▶ [GIVEN INSTRUCTION]: Turn everything from the line containing "For every instance of the suit" down to the end of the records into a JSON list of strings. Use one string per line and leave out any blank lines.

# RECORDED DATA start

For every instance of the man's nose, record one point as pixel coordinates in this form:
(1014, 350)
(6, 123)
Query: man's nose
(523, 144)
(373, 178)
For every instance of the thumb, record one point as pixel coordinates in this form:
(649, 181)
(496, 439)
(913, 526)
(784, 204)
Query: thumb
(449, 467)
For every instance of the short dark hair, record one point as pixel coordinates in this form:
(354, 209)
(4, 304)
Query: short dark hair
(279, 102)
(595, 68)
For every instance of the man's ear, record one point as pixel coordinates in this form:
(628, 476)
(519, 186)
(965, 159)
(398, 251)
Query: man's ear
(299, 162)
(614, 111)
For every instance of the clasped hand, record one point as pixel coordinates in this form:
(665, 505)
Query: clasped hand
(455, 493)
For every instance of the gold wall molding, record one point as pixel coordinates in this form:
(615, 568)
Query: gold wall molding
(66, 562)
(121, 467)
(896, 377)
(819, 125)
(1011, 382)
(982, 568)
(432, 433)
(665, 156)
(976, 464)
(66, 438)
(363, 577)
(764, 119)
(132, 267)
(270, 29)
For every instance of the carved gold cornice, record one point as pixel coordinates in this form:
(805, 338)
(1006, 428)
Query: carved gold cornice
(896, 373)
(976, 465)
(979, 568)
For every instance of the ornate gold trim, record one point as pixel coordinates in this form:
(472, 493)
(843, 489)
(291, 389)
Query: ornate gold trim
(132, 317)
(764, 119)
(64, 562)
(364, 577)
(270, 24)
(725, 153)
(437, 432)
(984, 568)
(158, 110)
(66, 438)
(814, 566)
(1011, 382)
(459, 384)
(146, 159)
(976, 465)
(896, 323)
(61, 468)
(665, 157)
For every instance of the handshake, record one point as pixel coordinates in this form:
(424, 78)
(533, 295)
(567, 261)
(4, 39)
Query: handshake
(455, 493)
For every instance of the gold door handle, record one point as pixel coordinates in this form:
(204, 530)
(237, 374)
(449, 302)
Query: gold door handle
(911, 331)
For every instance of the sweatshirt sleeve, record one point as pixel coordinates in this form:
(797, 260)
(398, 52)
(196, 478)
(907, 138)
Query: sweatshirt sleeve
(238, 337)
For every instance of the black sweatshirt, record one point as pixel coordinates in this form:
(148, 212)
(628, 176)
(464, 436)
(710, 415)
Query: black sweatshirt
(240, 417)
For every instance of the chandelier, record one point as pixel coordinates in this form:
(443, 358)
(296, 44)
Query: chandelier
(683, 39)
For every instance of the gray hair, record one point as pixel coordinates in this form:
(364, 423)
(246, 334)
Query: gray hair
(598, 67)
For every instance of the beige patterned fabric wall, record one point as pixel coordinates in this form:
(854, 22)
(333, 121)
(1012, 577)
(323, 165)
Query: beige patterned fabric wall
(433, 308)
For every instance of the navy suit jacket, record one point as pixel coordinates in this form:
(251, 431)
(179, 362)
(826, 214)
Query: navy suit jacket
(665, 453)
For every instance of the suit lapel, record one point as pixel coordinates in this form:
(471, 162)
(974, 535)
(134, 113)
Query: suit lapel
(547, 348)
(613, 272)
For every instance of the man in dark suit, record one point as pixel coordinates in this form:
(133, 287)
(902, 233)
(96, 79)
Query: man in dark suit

# RECORDED DATA end

▶ [COMPLETE RESPONSE]:
[
  "For every instance of the suit lapel, record one point as pixel coordinates in this form:",
  "(471, 162)",
  "(974, 535)",
  "(134, 113)",
  "Query: suit lapel",
  "(547, 348)",
  "(613, 272)",
  "For every instance of the man in dark suit, record one point as pixel coordinates in this form:",
  "(133, 287)",
  "(902, 233)",
  "(96, 79)",
  "Query: man in dark suit"
]